(Items from a data source)

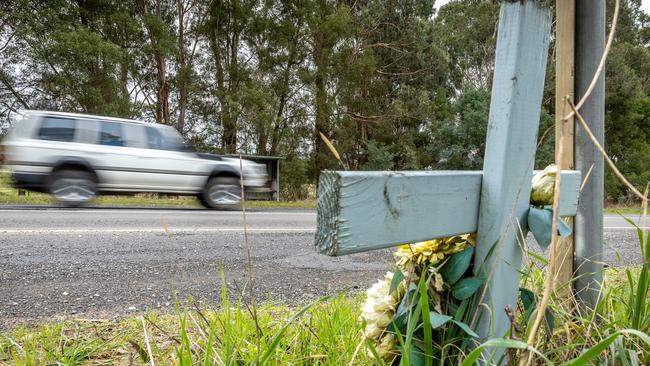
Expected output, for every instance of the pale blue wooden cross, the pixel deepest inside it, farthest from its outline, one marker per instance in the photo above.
(362, 211)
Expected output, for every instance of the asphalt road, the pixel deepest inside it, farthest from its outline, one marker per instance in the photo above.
(99, 262)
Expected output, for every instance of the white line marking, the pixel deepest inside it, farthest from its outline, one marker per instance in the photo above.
(624, 228)
(171, 212)
(153, 230)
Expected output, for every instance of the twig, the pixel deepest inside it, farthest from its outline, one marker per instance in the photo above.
(356, 350)
(550, 276)
(146, 340)
(586, 179)
(609, 161)
(601, 65)
(161, 330)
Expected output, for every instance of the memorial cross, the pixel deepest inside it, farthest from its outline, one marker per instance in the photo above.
(361, 211)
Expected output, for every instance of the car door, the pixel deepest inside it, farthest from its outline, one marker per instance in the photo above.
(179, 169)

#### PROBLEM REQUIREMENTS
Could you write out the records above again with "asphalt road" renamed to "paved road" and everything else kept the same? Leave the pictures out.

#### ANSWER TO THIS EXERCISE
Expected output, for every instance of the pale blue wooden cross, the pixel deepest inside it, farthest from its outline, one marker per instance in the photo above.
(362, 211)
Expected output, for every instance of the paved road, the pixel deepest inside it, farthest from its outline, one marker per instance in the photo above.
(99, 262)
Expected output, for every instance of the white line marking, the pixel deepest inside it, farthest from its outline, one marker per instance in the photo above.
(624, 228)
(171, 212)
(153, 230)
Expected output, for every instance of the twig, the pixel deepest inside it, farthest from its outline, one marker per instance in the photo above.
(356, 350)
(550, 276)
(146, 340)
(586, 179)
(609, 161)
(601, 65)
(161, 330)
Expected output, for every instance of the memorial cross, the pixel deepest inside it, farthest from its outline, one marker per instance in the photo above.
(361, 211)
Expected output, for every instance of the car door, the pixel deepest inside it, farthest from its outline, one marker per instance in the photo above.
(179, 169)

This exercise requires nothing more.